▶ _TRECHO DA FONTE_
Um grupo de 93 diplomatas e 25 oficiais e assistentes de chancelaria do Itamaraty divulgou, na quarta-feira, dia 31 de maio, uma carta pública criticando o “uso da força” para conter manifestações e pedindo que líderes políticos “abram mão de tentações autoritárias, conveniências e apegos pessoais ou partidários em prol do restabelecimento do pacto democrático no país”.
O texto foi escrito coletivamente por diplomatas distribuídos por representações brasileiras em diferentes partes do mundo – de Nova York a Moscou -, sem a participação da cúpula do Ministério das Relações Exteriores, chefiado desde março pelo senador Aloysio Nunes (PSDB-SP), que participa nesta semana de reuniões em Washington (EUA).

▶ _DADOS FORNECIDOS_
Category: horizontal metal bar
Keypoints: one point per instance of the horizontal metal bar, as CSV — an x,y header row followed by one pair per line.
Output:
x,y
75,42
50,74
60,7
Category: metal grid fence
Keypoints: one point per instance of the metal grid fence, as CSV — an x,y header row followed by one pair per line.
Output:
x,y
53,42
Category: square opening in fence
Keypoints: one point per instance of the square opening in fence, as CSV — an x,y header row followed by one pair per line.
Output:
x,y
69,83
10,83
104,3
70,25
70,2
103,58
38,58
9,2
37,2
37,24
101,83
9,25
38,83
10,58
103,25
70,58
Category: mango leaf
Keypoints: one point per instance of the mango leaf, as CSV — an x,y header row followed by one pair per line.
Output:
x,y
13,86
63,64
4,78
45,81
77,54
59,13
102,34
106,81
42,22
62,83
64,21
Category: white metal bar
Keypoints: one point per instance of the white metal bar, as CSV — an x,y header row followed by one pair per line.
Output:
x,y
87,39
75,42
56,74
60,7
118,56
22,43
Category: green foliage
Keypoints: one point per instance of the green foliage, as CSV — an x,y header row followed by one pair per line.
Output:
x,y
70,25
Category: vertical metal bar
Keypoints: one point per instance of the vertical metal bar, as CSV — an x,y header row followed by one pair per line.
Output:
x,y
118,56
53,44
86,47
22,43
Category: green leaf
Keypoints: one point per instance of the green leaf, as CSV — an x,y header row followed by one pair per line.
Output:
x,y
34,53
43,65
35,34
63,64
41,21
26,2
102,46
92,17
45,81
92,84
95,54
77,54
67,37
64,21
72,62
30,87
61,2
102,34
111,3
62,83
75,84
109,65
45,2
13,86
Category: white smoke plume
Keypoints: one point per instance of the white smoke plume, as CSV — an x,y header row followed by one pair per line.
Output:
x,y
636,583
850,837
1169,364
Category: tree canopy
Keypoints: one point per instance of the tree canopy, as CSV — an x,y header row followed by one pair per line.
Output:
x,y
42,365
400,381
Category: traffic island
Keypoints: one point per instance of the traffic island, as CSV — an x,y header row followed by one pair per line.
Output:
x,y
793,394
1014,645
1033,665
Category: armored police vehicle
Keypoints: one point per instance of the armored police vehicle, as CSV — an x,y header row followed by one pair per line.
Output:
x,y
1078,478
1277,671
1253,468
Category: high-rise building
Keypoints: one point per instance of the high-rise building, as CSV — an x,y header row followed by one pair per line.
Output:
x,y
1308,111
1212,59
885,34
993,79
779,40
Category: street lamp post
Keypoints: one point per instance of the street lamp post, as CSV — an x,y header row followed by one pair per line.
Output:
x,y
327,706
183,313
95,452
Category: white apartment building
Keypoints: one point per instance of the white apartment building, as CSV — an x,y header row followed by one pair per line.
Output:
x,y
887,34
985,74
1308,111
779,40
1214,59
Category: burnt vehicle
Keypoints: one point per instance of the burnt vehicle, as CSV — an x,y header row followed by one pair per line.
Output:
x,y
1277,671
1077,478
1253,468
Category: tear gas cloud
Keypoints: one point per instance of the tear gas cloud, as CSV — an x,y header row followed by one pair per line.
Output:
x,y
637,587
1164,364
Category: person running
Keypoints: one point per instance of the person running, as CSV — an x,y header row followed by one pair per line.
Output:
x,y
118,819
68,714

▶ _INSTRUÇÕES DO EXERCÍCIO_
Transcreva do texto sobre a carta dos diplomatas a passagem entre "Um grupo de" e "em Washington (EUA).", inclusive.

▶ _RESULTADO DO EXERCÍCIO_
Um grupo de 93 diplomatas e 25 oficiais e assistentes de chancelaria do Itamaraty divulgou, na quarta-feira, dia 31 de maio, uma carta pública criticando o “uso da força” para conter manifestações e pedindo que líderes políticos “abram mão de tentações autoritárias, conveniências e apegos pessoais ou partidários em prol do restabelecimento do pacto democrático no país”.
O texto foi escrito coletivamente por diplomatas distribuídos por representações brasileiras em diferentes partes do mundo – de Nova York a Moscou -, sem a participação da cúpula do Ministério das Relações Exteriores, chefiado desde março pelo senador Aloysio Nunes (PSDB-SP), que participa nesta semana de reuniões em Washington (EUA).